## DIRECTIVE 1
Summarize the civil unions article in two sentences.
## DIRECTIVE 2
Reproduce the civil unions article from "The Catholic conference" to "has any state.".

**** PROVIDED TEXT

The Catholic conference said the measure will "explicitly grant these unions the same status as marriage in state law."

"Marriage is not just any relationship between human beings. Marriage has been established by our Creator in harmony with the nature of man and woman and with its own essential properties and purpose," the conference said in a statement. "The church did not invent marriage and neither has any state.

"No ideology can erase from the human spirit," it continued, "the certainty that marriage exists solely between a man and a woman, who by personal gift, proper and exclusive to themselves, mutually commit to each other in order to cooperate with God in the procreation and upbringing of new human lives."

The conference said that besides essentially redefining marriage, the measure also "contains the potential for a serious conflict with religious liberty," and it urged policymakers to take such concerns seriously and work out "additional conscience protections" in the coming months.

While the bill states that nothing in its wording "should interfere with or regulate the religious practice of any religious body," the conference said that its language "may offer little protection in the context of litigation religious institutions may soon encounter in relation to charitable services, adoption and foster care.

In an earlier statement, the conference said that without "explicit protections for religious liberties," it expected the General Assembly or the courts will soon:

  • Require faith-based institutions that provide adoption or foster care services "to place adoptive or foster children with couples who have entered into a same-sex civil union."

  • Compel Catholic parishes or agencies that provide social services (including retreats, religious camps, homeless shelters, senior care centers and community centers) to make those services available to individuals in same-sex civil unions.

  • Refuse "to protect small employers who do not wish to extend family benefits to employees in a same-sex civil union."

During debate on the bill, State Sen. Heather Steans, a Chicago Democrat, told her fellow lawmakers that passing the measure "makes a statement about the justice for which we stand."

But an opponent of the measure, State Sen. Chris Lauzen, a Republican from Aurora, questioned why lawmakers were focusing on civil unions and not spending their time addressing the state's high unemployment, home foreclosures, a big state debt and severe problems with its social services system.

The Chicago Tribune quoted Lauzen as saying: "We are the incompetent laughingstock of government mismanagement and misplaced priorities, and our one-party [Democratic] leadership spends our time on homosexual civil unions."

********
**** DATA SEGMENT

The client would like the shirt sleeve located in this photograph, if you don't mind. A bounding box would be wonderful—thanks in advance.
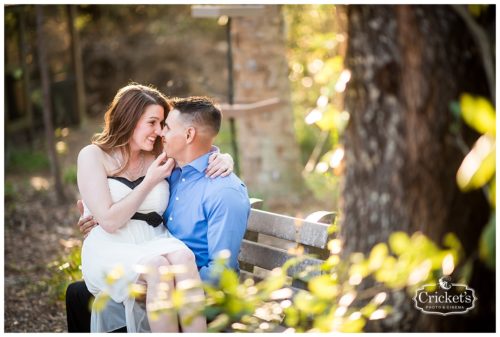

********

## TASK ANSWER 1
A Catholic conference opposed a civil unions measure, arguing that it would give these unions the same status as marriage in state law, that marriage exists solely between a man and a woman, and that the bill's religious-practice language may offer little protection to religious institutions in litigation over charitable services, adoption and foster care. During debate, State Sen. Heather Steans said passing the measure "makes a statement about the justice for which we stand," while State Sen. Chris Lauzen asked why lawmakers were focusing on civil unions rather than unemployment, home foreclosures, state debt and social services problems.

## TASK ANSWER 2
The Catholic conference said the measure will "explicitly grant these unions the same status as marriage in state law."

"Marriage is not just any relationship between human beings. Marriage has been established by our Creator in harmony with the nature of man and woman and with its own essential properties and purpose," the conference said in a statement. "The church did not invent marriage and neither has any state.